— Start —

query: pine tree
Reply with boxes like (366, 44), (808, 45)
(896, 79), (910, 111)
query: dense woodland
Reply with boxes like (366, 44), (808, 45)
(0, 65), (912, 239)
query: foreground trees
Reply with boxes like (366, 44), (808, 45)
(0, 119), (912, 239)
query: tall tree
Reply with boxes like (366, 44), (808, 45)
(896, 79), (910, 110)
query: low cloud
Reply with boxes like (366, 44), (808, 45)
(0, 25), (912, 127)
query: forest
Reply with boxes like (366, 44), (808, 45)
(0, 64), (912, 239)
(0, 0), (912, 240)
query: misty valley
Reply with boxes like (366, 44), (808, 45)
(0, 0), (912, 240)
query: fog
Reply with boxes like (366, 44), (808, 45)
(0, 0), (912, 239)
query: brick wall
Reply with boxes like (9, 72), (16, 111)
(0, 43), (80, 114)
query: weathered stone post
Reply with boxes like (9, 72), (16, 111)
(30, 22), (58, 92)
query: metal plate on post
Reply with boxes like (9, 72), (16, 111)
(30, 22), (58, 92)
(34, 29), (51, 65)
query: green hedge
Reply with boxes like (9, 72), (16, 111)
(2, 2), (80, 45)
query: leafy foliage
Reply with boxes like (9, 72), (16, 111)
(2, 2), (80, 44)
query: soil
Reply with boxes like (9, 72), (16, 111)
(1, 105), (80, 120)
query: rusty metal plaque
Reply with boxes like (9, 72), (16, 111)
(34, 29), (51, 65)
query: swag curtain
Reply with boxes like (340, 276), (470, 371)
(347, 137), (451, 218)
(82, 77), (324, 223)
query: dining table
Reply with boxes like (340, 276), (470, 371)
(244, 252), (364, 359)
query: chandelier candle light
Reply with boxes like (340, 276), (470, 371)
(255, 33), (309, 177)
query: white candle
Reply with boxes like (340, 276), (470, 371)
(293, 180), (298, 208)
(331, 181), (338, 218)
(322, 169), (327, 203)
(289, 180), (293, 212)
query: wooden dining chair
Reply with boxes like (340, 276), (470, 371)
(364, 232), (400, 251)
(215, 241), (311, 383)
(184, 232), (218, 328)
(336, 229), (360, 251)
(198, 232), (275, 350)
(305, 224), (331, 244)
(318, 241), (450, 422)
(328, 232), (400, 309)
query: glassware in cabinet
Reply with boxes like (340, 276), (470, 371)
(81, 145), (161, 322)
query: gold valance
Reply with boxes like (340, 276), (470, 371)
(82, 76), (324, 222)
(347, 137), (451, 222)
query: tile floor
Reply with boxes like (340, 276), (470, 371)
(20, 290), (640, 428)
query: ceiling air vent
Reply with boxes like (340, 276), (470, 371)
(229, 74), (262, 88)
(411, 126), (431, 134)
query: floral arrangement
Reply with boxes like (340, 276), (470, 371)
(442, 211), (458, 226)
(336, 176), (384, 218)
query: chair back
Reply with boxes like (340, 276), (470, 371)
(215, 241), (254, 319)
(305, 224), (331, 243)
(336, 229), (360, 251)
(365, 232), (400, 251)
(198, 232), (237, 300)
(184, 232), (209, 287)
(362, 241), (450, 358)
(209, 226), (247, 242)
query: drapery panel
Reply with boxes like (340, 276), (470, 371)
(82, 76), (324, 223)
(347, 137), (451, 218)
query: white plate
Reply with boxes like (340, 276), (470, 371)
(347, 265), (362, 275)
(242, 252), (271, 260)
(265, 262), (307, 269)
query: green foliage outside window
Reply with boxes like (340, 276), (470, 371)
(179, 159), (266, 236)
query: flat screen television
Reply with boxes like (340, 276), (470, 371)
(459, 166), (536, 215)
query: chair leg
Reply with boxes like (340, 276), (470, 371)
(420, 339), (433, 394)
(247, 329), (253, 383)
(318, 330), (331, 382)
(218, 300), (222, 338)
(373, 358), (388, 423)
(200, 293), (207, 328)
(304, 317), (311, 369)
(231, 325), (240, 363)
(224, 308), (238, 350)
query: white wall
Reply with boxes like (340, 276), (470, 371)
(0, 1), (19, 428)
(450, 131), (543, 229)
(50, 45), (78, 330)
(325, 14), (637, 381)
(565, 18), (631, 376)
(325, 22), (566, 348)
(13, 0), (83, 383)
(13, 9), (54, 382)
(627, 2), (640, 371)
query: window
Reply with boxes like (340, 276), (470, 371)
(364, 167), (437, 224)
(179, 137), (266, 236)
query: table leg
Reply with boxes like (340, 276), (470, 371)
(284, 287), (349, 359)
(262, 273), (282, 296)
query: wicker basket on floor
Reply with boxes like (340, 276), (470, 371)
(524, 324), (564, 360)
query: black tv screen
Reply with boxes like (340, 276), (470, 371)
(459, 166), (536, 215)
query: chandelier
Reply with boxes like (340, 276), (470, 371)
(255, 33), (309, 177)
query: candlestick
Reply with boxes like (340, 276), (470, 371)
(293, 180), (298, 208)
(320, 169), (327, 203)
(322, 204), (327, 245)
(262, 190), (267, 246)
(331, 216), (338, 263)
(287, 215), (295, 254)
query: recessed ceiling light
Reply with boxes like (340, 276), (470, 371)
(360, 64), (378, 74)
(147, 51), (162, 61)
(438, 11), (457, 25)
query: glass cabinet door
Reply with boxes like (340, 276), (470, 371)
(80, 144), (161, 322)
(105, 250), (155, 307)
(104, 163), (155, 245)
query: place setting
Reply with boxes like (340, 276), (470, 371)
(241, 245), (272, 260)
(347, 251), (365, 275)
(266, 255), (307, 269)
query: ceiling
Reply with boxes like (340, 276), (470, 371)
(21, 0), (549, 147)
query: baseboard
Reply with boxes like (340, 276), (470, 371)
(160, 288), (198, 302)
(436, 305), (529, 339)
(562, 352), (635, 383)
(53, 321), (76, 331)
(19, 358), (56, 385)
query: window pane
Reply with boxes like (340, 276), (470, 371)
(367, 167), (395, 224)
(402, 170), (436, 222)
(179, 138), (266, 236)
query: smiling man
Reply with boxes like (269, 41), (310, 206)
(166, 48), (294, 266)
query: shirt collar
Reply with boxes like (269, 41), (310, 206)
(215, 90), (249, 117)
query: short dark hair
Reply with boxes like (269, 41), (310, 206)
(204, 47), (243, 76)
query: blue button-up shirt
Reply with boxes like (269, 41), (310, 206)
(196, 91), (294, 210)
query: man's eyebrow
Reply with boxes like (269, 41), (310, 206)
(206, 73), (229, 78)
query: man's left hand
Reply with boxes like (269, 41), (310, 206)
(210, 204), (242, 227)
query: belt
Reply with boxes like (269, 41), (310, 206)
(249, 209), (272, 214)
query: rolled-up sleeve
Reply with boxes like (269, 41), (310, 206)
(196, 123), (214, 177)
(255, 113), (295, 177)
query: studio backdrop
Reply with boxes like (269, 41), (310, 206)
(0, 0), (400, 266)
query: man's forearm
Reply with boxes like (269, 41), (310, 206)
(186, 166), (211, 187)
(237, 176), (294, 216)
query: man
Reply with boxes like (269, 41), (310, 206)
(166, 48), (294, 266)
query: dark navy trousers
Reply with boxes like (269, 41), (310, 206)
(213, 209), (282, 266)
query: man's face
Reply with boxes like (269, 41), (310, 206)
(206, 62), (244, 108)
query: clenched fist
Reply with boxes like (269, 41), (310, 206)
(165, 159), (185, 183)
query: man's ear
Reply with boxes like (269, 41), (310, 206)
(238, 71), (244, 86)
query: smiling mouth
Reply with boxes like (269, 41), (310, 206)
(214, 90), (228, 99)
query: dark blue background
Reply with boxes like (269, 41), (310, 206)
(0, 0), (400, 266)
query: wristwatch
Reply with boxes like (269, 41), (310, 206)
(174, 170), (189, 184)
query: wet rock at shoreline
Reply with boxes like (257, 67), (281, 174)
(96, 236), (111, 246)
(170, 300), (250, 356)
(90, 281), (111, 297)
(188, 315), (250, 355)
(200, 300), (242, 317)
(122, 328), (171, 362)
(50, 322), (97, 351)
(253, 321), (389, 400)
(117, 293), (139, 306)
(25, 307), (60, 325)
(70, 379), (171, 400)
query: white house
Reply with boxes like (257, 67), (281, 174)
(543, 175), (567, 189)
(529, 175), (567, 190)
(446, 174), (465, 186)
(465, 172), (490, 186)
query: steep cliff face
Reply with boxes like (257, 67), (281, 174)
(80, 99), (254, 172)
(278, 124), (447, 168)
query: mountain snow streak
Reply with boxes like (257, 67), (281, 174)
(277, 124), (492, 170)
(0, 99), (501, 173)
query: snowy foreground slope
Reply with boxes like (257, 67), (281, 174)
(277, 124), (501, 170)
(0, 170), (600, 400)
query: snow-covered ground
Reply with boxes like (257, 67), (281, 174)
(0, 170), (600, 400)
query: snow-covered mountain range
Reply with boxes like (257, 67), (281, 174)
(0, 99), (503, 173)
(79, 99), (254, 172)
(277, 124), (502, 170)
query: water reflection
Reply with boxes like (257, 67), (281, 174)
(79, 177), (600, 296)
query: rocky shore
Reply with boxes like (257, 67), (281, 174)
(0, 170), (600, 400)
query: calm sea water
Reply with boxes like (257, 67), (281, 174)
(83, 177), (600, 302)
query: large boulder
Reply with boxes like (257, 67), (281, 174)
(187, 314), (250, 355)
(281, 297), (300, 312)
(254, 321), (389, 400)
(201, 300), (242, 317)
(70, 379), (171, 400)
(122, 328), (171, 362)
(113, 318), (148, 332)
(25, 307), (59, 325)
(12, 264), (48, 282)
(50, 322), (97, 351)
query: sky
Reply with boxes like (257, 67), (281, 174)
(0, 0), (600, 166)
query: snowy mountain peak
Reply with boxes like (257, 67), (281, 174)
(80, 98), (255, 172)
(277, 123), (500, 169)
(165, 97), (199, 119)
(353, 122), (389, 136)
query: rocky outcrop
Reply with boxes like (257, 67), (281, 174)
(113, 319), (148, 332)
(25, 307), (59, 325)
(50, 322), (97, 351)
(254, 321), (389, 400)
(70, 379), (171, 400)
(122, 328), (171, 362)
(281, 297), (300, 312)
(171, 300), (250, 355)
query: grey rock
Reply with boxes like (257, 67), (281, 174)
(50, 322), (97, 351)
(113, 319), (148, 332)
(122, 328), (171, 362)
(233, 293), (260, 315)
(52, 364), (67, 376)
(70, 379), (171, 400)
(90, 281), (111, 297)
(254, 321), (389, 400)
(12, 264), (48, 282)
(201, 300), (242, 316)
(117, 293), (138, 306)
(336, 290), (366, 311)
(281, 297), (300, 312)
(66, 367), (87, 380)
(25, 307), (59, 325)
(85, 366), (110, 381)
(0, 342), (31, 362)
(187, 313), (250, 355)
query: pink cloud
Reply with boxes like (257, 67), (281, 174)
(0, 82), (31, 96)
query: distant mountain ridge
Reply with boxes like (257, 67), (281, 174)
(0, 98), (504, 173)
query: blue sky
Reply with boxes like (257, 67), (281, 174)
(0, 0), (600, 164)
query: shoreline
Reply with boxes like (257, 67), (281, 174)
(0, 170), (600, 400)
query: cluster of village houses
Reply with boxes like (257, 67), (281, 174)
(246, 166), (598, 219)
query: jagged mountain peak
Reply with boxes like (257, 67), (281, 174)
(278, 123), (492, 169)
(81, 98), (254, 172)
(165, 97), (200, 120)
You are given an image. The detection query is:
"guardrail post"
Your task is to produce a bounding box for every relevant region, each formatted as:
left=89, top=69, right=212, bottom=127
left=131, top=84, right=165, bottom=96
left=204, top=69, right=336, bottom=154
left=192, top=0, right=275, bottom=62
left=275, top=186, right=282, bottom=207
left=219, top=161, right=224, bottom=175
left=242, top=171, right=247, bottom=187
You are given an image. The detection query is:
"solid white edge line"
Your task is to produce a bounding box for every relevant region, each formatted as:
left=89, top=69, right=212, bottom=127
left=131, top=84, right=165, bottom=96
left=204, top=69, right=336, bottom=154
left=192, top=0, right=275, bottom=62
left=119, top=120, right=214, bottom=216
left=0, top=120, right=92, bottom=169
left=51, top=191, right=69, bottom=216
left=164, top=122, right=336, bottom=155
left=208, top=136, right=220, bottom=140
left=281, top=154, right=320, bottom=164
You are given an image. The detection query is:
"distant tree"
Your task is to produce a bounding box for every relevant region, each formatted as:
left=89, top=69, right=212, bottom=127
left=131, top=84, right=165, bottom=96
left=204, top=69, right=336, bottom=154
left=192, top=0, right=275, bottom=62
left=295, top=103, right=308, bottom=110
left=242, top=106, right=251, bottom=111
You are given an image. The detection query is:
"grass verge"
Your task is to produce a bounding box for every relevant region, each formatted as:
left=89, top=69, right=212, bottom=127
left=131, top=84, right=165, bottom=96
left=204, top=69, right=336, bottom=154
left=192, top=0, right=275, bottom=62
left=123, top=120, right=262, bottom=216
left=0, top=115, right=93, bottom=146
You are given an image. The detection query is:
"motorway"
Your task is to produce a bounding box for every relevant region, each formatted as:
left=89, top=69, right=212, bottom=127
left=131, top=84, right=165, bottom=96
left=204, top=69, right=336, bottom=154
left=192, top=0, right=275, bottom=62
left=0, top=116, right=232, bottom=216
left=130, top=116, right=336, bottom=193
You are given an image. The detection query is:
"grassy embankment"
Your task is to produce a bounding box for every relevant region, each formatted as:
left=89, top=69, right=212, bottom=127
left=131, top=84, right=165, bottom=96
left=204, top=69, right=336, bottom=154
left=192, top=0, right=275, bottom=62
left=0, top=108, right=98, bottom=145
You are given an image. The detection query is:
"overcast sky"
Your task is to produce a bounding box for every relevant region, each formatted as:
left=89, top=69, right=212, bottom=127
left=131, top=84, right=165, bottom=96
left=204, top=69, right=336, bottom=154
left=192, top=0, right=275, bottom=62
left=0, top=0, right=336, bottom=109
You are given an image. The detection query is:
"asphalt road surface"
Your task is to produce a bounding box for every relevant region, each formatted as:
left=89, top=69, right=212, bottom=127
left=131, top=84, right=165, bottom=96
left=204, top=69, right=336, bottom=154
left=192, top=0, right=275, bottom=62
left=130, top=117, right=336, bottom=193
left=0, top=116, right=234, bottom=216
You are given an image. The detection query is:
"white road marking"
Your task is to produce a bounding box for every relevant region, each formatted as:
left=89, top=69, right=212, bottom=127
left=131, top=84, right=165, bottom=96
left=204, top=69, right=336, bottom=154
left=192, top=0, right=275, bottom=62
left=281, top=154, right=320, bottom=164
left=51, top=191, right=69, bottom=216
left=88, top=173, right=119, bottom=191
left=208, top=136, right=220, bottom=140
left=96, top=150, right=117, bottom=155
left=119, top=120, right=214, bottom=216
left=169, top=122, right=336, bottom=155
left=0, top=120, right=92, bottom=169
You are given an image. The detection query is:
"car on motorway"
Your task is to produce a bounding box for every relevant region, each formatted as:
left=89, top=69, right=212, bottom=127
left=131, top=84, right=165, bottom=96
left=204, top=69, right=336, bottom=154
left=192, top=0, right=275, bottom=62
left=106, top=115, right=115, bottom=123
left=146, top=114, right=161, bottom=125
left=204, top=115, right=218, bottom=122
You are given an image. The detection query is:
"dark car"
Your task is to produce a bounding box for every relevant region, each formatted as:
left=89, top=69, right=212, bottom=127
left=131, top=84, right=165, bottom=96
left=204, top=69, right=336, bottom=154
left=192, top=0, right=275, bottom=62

— End —

The problem:
Give back the part that opens with the line containing "query: large boulder" and closes with the line containing "(0, 0), (600, 166)", switching "boulder" to "rock" and keeping everything else the same.

The answer:
query: large rock
Reply with boxes like (257, 67), (281, 174)
(187, 314), (250, 355)
(281, 297), (300, 312)
(254, 321), (389, 400)
(201, 300), (242, 317)
(70, 379), (171, 400)
(122, 328), (171, 362)
(113, 318), (148, 332)
(25, 307), (59, 325)
(12, 264), (48, 282)
(50, 322), (97, 351)
query: sky
Reply with boxes like (257, 67), (281, 174)
(0, 0), (600, 166)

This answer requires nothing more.